Records drawn from a dataset:
--------------------------------
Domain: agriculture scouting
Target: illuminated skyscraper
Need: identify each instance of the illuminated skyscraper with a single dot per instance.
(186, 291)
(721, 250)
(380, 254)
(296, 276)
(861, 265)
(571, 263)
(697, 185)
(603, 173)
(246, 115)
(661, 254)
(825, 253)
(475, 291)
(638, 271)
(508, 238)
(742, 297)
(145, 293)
--------------------------------
**Task requirements**
Down to the last line, retype the entries above exactly.

**Answer for the task**
Domain: agriculture scouting
Target: illuminated skyscraper
Need: identify each instance of the illuminated skyscraper with a single dot per instance.
(186, 291)
(721, 250)
(380, 254)
(296, 276)
(861, 265)
(571, 263)
(697, 185)
(603, 173)
(246, 115)
(661, 254)
(825, 253)
(475, 291)
(638, 271)
(508, 238)
(742, 297)
(145, 293)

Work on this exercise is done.